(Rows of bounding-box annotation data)

============

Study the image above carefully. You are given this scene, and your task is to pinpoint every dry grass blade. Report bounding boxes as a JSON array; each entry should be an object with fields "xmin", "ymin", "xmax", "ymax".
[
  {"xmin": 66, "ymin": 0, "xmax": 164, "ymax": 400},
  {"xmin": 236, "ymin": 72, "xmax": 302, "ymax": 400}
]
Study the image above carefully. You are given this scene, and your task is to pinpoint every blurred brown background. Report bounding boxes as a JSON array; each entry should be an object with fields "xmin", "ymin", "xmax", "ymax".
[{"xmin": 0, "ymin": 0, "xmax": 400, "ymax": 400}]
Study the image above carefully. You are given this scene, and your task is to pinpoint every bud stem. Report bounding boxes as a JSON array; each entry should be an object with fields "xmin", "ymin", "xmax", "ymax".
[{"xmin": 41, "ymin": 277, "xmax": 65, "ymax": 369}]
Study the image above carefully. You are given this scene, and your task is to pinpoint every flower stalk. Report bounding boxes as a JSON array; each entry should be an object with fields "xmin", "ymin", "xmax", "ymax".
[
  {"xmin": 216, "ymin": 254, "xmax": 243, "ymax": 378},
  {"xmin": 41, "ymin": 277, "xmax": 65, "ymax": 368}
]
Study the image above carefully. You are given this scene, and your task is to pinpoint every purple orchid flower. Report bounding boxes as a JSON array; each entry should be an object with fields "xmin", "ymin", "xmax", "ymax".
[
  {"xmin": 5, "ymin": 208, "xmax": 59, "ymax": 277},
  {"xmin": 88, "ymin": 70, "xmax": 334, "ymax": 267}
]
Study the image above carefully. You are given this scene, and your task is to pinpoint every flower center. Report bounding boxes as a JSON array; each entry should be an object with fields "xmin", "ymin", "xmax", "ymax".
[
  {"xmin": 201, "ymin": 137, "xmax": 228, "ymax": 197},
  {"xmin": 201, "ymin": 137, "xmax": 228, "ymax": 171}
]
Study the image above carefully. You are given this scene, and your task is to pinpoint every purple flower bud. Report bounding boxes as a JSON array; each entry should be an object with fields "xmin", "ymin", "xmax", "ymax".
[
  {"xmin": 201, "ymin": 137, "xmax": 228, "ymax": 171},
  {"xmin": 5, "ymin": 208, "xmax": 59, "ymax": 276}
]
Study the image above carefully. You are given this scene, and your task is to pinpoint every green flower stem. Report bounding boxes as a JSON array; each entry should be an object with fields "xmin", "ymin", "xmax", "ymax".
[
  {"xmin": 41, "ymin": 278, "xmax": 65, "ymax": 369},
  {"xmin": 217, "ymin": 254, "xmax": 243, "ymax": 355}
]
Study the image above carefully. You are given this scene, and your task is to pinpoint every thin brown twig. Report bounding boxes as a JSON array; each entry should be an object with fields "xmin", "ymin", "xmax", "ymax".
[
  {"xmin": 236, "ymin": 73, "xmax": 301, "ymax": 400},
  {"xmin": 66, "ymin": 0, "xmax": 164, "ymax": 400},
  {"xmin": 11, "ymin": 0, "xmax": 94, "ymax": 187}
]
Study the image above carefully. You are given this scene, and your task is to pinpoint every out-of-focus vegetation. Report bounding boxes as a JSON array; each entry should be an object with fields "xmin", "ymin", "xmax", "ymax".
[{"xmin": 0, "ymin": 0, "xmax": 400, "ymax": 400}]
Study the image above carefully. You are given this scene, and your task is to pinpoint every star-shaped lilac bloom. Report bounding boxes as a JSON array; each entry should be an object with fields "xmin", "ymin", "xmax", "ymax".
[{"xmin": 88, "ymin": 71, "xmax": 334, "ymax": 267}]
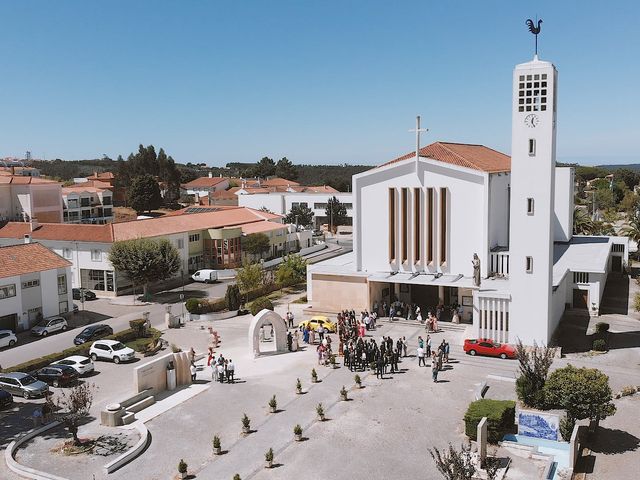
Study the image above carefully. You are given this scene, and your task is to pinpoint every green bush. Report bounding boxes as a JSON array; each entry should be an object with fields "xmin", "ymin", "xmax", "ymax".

============

» **PROBLEM DESCRIPTION**
Please count the lines in the material above that contain the string "blurred", where case counts. Reply with the number alone.

» **EXERCISE ANSWER**
1